START Supplied records
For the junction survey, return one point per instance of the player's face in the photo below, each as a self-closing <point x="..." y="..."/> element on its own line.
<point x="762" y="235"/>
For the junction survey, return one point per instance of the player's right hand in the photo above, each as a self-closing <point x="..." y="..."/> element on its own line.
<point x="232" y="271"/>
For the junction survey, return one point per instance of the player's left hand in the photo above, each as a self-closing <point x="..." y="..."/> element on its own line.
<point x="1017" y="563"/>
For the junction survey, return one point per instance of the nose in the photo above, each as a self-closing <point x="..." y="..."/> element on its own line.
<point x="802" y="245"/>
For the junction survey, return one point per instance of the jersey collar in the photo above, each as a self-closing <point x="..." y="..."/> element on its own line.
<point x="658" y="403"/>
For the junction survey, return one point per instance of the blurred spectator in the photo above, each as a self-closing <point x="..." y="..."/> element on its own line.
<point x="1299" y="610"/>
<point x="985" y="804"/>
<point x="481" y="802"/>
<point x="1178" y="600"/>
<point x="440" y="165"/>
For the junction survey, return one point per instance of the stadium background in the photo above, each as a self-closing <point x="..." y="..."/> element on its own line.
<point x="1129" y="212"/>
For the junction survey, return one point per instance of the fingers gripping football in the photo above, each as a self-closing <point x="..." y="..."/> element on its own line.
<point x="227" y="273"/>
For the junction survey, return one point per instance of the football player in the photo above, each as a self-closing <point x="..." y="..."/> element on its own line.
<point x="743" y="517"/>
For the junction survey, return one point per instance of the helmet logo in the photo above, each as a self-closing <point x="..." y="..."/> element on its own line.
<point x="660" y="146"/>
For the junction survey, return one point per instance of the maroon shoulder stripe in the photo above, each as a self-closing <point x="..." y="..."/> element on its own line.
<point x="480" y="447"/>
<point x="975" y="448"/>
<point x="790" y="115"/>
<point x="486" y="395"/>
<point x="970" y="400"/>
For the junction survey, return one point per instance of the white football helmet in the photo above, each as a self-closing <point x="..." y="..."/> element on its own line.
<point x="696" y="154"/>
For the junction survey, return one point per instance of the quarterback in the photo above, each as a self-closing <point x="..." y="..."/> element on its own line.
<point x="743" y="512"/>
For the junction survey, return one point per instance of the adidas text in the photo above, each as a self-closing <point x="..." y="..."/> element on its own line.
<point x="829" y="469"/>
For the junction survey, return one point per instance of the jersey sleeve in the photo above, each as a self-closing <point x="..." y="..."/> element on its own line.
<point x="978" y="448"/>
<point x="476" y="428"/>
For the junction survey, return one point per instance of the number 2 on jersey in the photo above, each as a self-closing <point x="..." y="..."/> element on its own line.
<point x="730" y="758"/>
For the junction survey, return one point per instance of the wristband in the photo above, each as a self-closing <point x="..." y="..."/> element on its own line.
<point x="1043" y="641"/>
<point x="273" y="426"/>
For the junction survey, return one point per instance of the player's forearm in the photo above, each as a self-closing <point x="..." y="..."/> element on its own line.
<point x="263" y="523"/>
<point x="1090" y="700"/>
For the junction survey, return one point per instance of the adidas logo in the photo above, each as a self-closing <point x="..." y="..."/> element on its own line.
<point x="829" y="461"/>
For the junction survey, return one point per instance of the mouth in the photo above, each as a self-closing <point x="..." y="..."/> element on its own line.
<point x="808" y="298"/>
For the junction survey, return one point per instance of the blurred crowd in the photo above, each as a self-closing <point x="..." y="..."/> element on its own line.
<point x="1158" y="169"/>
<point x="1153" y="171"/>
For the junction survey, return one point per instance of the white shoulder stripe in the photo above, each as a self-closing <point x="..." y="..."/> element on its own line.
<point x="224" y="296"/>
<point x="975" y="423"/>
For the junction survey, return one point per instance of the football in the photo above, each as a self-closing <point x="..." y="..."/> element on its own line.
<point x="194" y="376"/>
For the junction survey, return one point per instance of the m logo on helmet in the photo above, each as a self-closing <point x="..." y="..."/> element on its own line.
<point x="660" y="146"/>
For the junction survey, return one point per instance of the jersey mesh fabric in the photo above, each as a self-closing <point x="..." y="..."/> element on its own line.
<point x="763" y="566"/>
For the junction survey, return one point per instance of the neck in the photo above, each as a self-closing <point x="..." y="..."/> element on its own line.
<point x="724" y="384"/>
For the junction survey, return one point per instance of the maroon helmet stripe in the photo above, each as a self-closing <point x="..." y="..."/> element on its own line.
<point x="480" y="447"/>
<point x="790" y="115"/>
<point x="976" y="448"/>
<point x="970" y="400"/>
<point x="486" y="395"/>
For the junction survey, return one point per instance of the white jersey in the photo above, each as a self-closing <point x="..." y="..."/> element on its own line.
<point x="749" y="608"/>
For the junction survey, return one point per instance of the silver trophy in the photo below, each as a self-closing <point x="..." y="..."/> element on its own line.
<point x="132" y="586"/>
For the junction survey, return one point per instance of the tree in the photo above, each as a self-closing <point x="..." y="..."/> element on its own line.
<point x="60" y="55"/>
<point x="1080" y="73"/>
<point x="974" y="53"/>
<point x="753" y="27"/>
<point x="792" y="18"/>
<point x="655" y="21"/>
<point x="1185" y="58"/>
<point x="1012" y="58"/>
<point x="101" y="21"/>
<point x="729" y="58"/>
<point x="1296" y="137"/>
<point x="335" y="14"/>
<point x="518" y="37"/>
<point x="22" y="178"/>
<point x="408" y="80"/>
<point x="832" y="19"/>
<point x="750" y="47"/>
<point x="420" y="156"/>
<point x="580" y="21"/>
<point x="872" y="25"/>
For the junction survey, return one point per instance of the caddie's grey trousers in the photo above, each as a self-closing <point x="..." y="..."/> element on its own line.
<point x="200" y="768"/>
END Supplied records
▶ [Task prompt] Only an exact copy of all the data will do as the answer.

▶ [Completed task]
For the junction survey, return one point per instance of the player's face in the photo below, each as a self-closing <point x="..." y="..."/> element on its own line.
<point x="762" y="235"/>
For the junction survey, return one point per instance of the player's right hand in the photo above, each as a self-closing <point x="..." y="..."/> element on its own line.
<point x="232" y="271"/>
For the junction survey, return one point per instance of the player's left hand in the photo above, each as a self-closing <point x="..." y="..."/> element on its own line.
<point x="1017" y="563"/>
For the junction survey, return one point per instance of the nose in the photo above, each as a self-closing <point x="..." y="..."/> element on its own line.
<point x="802" y="245"/>
For the junction survey, return one point per instance of the jersey collar in the photo above, each as a self-closing <point x="..." y="..."/> element on its own line.
<point x="658" y="403"/>
For the junction survey, return one point per instance of the blurred spectator in the photo above, each as a self-closing <point x="..." y="..."/> element on its own line.
<point x="1299" y="610"/>
<point x="985" y="804"/>
<point x="481" y="802"/>
<point x="1178" y="600"/>
<point x="440" y="165"/>
For the junction survey, return one point per instance of the stadium background in the photo above, each as a self-closing <point x="..." y="..."/> element on its own line.
<point x="1129" y="212"/>
For the junction survey, return one point per instance of the fingers gripping football in the photo above, each as a self-closing <point x="..." y="..."/> element on its own line.
<point x="227" y="273"/>
For the junction survey, return one point per instance of the football player in the photo above, each as a self-closing <point x="..." y="..."/> element on its own line.
<point x="743" y="517"/>
For the junction survey, return one point per instance of the helmet logo in the photo above, each as a self-closing <point x="..." y="..."/> element on its own line.
<point x="660" y="146"/>
For the junction survey, return one point per instance of the maroon shoulder stripe in the photo above, each as a self-closing <point x="..." y="..."/> element on its own line.
<point x="480" y="447"/>
<point x="975" y="448"/>
<point x="790" y="115"/>
<point x="486" y="395"/>
<point x="970" y="400"/>
For the junction survey, return one point per instance of the white football helmet in the photo above, each as a self-closing <point x="..." y="..."/> element on its own line.
<point x="696" y="154"/>
For the junction survey, return one point per instance of the quarterback in the photo above, each as a self-closing <point x="..." y="..."/> element on its own line.
<point x="743" y="512"/>
For the junction survey, return one point per instance of the adidas text in the photo above, each as a self-closing <point x="..." y="..."/> element on its own line.
<point x="829" y="469"/>
For the junction survey, return one point per instance of the jersey sleeve in the photo above, each as a self-closing <point x="..." y="..."/> element on its own line.
<point x="978" y="448"/>
<point x="476" y="428"/>
For the junction survey, return one point per instance of the number 2 on jersey in the photo above, each as a self-closing <point x="..." y="..."/> element on its own line.
<point x="730" y="758"/>
For the junction survey, return one point per instance of the wristband in the photo above, each as a self-closing <point x="..." y="..."/> element on its own line.
<point x="1043" y="641"/>
<point x="273" y="426"/>
For the junction survey, return one point per instance of the player's forearm in the photo above, each as a self-closing <point x="..." y="..."/> element on its own line.
<point x="263" y="523"/>
<point x="1090" y="700"/>
For the junction survey, return one point per instance of the adidas logo in the photo above, each as a self-closing <point x="..." y="..."/> element on its own line.
<point x="829" y="461"/>
For the junction survey, return one point per instance of the mouth in the photo above, each as a self-closing <point x="..." y="..."/> element on its own line.
<point x="808" y="298"/>
For the junction survey, return one point per instance of the blurred crowd in the photo above, each as a self-closing <point x="..." y="..."/> element on its own line.
<point x="1158" y="169"/>
<point x="1153" y="171"/>
For the junction survey, return one point per instance of the white shoulder stripe in the photo above, each as a self-closing <point x="..." y="..."/> element on its own line.
<point x="224" y="296"/>
<point x="975" y="423"/>
For the junction survey, return one point per instance of the football in the photo above, each as a self-closing <point x="..." y="..."/> element on its own line.
<point x="194" y="376"/>
For the junction survey, return one point per instance of the m logo on helmet in the photo above, each as a self-closing <point x="..." y="..."/> element on its own line.
<point x="660" y="146"/>
For the junction survey, return one point per instance of the jersey mesh fabric in the photo above, each as a self-closing <point x="..." y="..."/> element on its own line.
<point x="763" y="566"/>
For the junction survey, return one point per instance of the neck in the photo above, each as a self-closing <point x="..." y="..."/> element on its own line.
<point x="724" y="384"/>
For the junction survey, return one point per instance of the maroon helmet stripe in the photo above, each as a self-closing <point x="..." y="..."/> element on its own line.
<point x="480" y="447"/>
<point x="790" y="115"/>
<point x="976" y="448"/>
<point x="970" y="400"/>
<point x="486" y="395"/>
For the junction survey, return one point per instance of the white jersey in the photo above, each as a self-closing <point x="..." y="..."/> element on its own line.
<point x="749" y="608"/>
For the junction survey, return one point per instance of the silver trophy in the photo below, each as a self-closing <point x="..." y="..."/> element on its own line.
<point x="132" y="586"/>
For the junction survey, return one point per instance of the tree in the photo above, each as a self-closing <point x="..." y="..."/> element on its own line.
<point x="60" y="55"/>
<point x="1080" y="73"/>
<point x="974" y="53"/>
<point x="753" y="27"/>
<point x="792" y="18"/>
<point x="655" y="21"/>
<point x="1185" y="58"/>
<point x="1012" y="58"/>
<point x="101" y="21"/>
<point x="729" y="58"/>
<point x="1296" y="137"/>
<point x="335" y="14"/>
<point x="518" y="37"/>
<point x="22" y="178"/>
<point x="408" y="80"/>
<point x="832" y="19"/>
<point x="750" y="47"/>
<point x="420" y="156"/>
<point x="580" y="21"/>
<point x="872" y="25"/>
For the junction survey, return one point per instance of the caddie's grey trousers in the photo above, each as a self-closing <point x="..." y="..."/> element on its own line.
<point x="200" y="768"/>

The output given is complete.